__Dataset records__:
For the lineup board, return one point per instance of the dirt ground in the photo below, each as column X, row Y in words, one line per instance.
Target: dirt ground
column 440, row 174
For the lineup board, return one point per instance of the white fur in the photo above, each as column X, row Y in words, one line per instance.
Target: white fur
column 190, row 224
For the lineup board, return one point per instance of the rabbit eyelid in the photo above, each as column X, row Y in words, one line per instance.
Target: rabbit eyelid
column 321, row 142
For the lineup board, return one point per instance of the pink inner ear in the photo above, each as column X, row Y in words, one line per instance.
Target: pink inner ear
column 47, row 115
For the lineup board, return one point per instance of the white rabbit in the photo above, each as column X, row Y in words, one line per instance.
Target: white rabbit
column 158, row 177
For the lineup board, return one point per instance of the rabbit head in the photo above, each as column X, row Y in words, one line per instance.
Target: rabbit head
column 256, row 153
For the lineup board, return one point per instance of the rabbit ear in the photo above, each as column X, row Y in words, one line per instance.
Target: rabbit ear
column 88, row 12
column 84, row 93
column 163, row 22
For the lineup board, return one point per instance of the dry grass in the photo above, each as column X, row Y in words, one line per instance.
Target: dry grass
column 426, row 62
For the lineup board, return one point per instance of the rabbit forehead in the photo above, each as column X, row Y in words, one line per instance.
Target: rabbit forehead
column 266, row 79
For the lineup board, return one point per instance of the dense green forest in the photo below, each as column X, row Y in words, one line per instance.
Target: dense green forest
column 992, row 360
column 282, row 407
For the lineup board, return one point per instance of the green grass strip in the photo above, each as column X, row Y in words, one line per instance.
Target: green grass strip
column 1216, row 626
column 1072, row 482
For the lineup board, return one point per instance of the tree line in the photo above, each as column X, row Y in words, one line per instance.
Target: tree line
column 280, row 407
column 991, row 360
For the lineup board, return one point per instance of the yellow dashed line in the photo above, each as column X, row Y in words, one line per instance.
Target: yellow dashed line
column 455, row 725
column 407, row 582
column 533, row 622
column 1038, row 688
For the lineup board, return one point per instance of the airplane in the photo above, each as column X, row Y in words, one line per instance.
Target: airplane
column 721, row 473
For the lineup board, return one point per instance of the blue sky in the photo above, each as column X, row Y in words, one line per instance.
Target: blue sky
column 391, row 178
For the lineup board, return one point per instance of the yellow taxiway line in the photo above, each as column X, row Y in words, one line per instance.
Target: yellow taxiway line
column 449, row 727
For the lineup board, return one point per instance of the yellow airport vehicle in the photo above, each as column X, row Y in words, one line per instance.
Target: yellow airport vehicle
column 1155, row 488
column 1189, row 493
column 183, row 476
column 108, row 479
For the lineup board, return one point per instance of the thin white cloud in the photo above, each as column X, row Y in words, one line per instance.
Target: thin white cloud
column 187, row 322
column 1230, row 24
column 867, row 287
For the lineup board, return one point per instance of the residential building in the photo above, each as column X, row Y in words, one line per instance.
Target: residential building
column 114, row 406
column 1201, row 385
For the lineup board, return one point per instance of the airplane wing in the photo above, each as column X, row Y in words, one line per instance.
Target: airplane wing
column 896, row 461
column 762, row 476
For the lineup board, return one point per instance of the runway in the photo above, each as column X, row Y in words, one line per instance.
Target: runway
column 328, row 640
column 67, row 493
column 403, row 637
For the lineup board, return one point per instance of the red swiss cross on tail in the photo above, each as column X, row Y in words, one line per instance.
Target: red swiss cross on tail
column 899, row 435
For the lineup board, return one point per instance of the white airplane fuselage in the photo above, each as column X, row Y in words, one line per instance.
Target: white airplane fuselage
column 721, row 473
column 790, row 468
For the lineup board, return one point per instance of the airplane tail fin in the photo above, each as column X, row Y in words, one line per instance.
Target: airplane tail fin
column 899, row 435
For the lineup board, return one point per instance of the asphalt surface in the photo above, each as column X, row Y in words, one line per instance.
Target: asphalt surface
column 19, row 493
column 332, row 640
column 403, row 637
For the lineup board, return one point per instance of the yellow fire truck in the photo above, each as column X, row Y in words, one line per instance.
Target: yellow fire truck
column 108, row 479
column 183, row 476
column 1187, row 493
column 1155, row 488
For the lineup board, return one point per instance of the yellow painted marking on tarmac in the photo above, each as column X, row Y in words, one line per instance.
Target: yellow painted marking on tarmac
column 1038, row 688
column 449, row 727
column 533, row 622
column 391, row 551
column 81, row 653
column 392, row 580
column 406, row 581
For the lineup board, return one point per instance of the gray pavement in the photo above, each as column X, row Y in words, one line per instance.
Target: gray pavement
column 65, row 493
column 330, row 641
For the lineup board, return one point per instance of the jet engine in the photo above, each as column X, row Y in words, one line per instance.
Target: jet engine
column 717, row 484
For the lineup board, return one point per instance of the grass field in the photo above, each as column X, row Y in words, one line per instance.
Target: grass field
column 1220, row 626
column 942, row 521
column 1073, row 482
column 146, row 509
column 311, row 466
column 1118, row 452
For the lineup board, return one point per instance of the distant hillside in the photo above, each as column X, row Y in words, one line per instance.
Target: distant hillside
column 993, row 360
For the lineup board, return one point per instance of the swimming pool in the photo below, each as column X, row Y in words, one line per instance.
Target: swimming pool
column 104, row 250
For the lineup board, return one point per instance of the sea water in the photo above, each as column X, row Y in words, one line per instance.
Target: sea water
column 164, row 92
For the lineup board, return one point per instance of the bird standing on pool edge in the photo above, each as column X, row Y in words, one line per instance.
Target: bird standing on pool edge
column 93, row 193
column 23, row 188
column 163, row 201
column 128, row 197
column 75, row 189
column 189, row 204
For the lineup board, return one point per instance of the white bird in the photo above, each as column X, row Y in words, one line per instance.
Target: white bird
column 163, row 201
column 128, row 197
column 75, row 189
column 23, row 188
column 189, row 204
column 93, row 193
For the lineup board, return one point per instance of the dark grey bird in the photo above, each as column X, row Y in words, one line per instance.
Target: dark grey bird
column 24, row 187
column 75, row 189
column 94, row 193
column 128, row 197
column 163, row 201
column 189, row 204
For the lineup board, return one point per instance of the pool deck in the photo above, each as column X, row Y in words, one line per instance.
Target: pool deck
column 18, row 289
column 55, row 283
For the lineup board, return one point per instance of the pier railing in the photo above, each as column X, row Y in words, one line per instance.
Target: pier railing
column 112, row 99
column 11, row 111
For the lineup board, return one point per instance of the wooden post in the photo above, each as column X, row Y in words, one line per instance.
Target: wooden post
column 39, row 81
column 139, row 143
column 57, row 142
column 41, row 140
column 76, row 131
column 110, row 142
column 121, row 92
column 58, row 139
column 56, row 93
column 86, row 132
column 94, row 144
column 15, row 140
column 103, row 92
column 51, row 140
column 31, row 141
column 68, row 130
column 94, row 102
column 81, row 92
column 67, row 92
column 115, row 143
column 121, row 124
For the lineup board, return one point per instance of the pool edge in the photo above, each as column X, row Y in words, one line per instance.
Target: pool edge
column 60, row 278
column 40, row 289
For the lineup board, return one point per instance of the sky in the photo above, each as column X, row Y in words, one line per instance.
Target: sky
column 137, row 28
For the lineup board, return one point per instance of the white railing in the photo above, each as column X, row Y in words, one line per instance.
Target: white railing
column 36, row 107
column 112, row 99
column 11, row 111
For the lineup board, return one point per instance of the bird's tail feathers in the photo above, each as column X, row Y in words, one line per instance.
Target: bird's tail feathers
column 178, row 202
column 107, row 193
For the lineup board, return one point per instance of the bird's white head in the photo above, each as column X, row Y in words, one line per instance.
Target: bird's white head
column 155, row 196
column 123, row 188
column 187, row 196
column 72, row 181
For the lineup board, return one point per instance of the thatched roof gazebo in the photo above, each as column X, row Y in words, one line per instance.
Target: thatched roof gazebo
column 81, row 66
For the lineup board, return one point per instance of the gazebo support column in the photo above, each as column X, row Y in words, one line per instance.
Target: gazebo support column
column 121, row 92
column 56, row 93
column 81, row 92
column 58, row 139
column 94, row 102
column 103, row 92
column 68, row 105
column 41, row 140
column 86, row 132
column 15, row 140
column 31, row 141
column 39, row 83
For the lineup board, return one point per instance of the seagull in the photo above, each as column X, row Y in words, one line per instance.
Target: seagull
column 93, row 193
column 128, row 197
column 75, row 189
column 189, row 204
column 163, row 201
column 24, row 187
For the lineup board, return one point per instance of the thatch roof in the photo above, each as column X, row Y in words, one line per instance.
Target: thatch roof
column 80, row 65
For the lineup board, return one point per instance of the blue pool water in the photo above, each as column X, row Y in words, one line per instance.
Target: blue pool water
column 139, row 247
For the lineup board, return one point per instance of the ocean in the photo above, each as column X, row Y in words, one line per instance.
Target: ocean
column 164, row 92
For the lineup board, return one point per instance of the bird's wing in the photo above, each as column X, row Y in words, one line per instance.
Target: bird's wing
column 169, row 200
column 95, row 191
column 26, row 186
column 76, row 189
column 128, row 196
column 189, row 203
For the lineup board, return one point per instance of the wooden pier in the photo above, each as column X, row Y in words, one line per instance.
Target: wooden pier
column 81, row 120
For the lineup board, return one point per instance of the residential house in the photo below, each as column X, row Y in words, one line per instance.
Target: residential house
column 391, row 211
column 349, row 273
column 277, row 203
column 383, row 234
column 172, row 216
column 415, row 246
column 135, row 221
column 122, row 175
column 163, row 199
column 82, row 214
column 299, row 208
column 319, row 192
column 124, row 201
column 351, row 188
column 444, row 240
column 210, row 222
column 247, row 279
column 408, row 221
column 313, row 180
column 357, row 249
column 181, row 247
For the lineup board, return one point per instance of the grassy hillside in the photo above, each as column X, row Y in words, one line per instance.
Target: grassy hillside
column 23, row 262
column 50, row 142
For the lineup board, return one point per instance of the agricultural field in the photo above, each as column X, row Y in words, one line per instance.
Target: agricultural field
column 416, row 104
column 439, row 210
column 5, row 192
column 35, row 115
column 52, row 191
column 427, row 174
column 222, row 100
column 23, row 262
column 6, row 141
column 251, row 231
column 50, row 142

__Problem details__: Copy out the lines that begin at the one containing "the red swiss" and end after the one containing "column 790, row 468", keeping each one word for word.

__Problem solution__:
For the lineup board, return one point per instance of the red swiss cross on tail in the photo above, each as column X, row Y in words, one line per instance.
Target: red swiss cross on tail
column 899, row 435
For the lineup board, return one point per instance of the white airplane fuselage in the photo above, each as column X, row Y in words, one line per instance.
Target: white airplane fuselage
column 721, row 473
column 790, row 468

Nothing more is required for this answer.